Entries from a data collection
<<<<

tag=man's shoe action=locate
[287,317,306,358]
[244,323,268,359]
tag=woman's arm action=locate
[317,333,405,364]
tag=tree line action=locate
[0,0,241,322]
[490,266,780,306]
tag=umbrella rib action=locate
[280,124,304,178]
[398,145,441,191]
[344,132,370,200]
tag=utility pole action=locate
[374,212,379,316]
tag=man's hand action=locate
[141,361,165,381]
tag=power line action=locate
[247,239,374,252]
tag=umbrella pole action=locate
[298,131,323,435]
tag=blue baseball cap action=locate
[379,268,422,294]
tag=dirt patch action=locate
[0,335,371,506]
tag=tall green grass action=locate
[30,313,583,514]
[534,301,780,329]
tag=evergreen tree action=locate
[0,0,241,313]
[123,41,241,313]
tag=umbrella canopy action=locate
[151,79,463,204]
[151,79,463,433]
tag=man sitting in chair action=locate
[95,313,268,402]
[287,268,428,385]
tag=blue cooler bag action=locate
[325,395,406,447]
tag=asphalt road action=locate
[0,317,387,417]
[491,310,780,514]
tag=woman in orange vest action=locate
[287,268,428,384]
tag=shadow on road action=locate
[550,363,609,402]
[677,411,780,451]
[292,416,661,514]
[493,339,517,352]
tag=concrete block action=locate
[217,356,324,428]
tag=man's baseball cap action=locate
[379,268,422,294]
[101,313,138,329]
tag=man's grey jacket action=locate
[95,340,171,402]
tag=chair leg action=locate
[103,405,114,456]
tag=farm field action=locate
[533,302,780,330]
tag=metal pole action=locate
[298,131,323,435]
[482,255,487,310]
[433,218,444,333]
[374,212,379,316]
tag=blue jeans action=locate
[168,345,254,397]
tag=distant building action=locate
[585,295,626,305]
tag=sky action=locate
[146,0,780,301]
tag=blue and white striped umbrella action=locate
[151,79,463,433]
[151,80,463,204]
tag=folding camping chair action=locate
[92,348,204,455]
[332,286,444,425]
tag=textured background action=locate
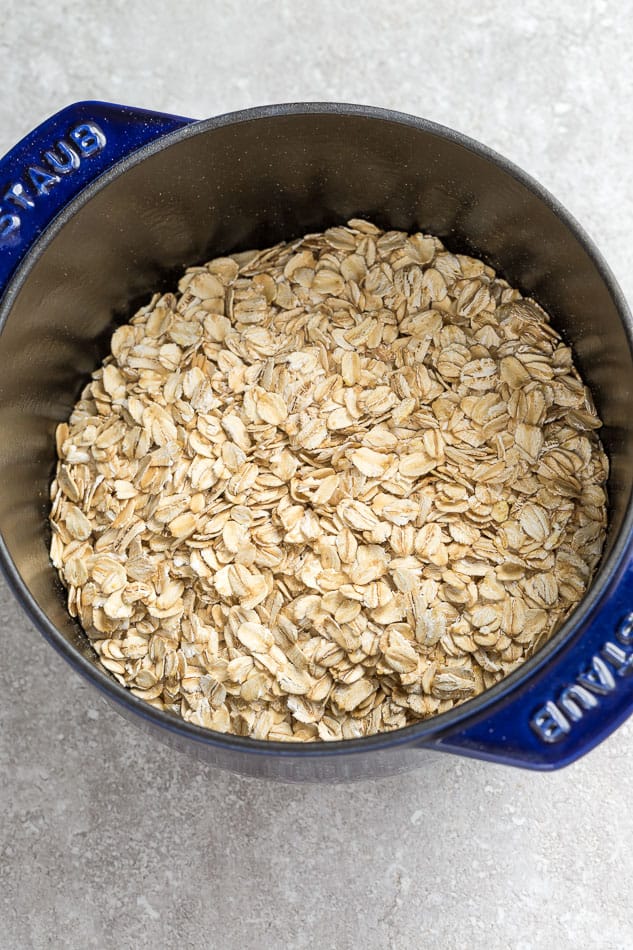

>>>>

Copy out every entry above, switching each "umbrella" to "parasol" and changing nothing else. Leave the picture out of your copy.

• [Task response]
tag=man's shoe action=locate
[287,317,306,358]
[244,323,268,359]
tag=woman's arm action=locate
[317,333,405,364]
tag=tree line action=locate
[0,0,241,322]
[490,266,780,306]
tag=parasol rib action=locate
[280,124,304,178]
[398,145,441,191]
[344,132,370,200]
tag=utility pole action=locate
[374,212,379,316]
tag=man's hand action=locate
[141,361,165,381]
tag=power line action=locate
[247,239,374,252]
tag=parasol pole action=locate
[298,131,323,435]
tag=blue baseball cap action=locate
[379,268,422,294]
tag=dirt patch action=locate
[0,335,371,506]
tag=tall green grass action=locate
[30,313,583,514]
[534,301,780,329]
tag=evergreen tree action=locate
[0,0,241,313]
[123,41,241,313]
tag=parasol canopy action=locate
[151,79,463,204]
[151,79,463,433]
tag=man sitting in chair action=locate
[95,313,268,402]
[287,268,428,385]
tag=blue cooler bag action=locate
[325,395,406,447]
tag=asphalt road action=locate
[0,317,387,417]
[491,310,780,514]
tag=woman in orange vest action=locate
[287,268,428,384]
tag=shadow on road action=locate
[550,363,609,402]
[677,411,780,451]
[292,416,661,514]
[493,339,517,352]
tag=concrete block action=locate
[217,356,324,428]
tag=man's baseball cap action=locate
[379,268,422,294]
[101,313,138,329]
tag=man's grey jacket action=locate
[95,340,171,402]
tag=chair leg action=locate
[103,405,114,456]
tag=farm field action=locate
[533,302,780,330]
tag=metal pole action=locate
[298,131,323,435]
[482,255,487,310]
[433,218,444,333]
[374,212,379,316]
tag=blue jeans action=locate
[168,345,254,397]
tag=distant building action=locate
[585,295,626,305]
tag=sky action=locate
[146,0,780,301]
tag=blue and white striped parasol action=locate
[151,79,463,433]
[151,80,463,204]
tag=folding camping chair action=locate
[92,348,204,455]
[332,286,444,425]
tag=textured background action=locate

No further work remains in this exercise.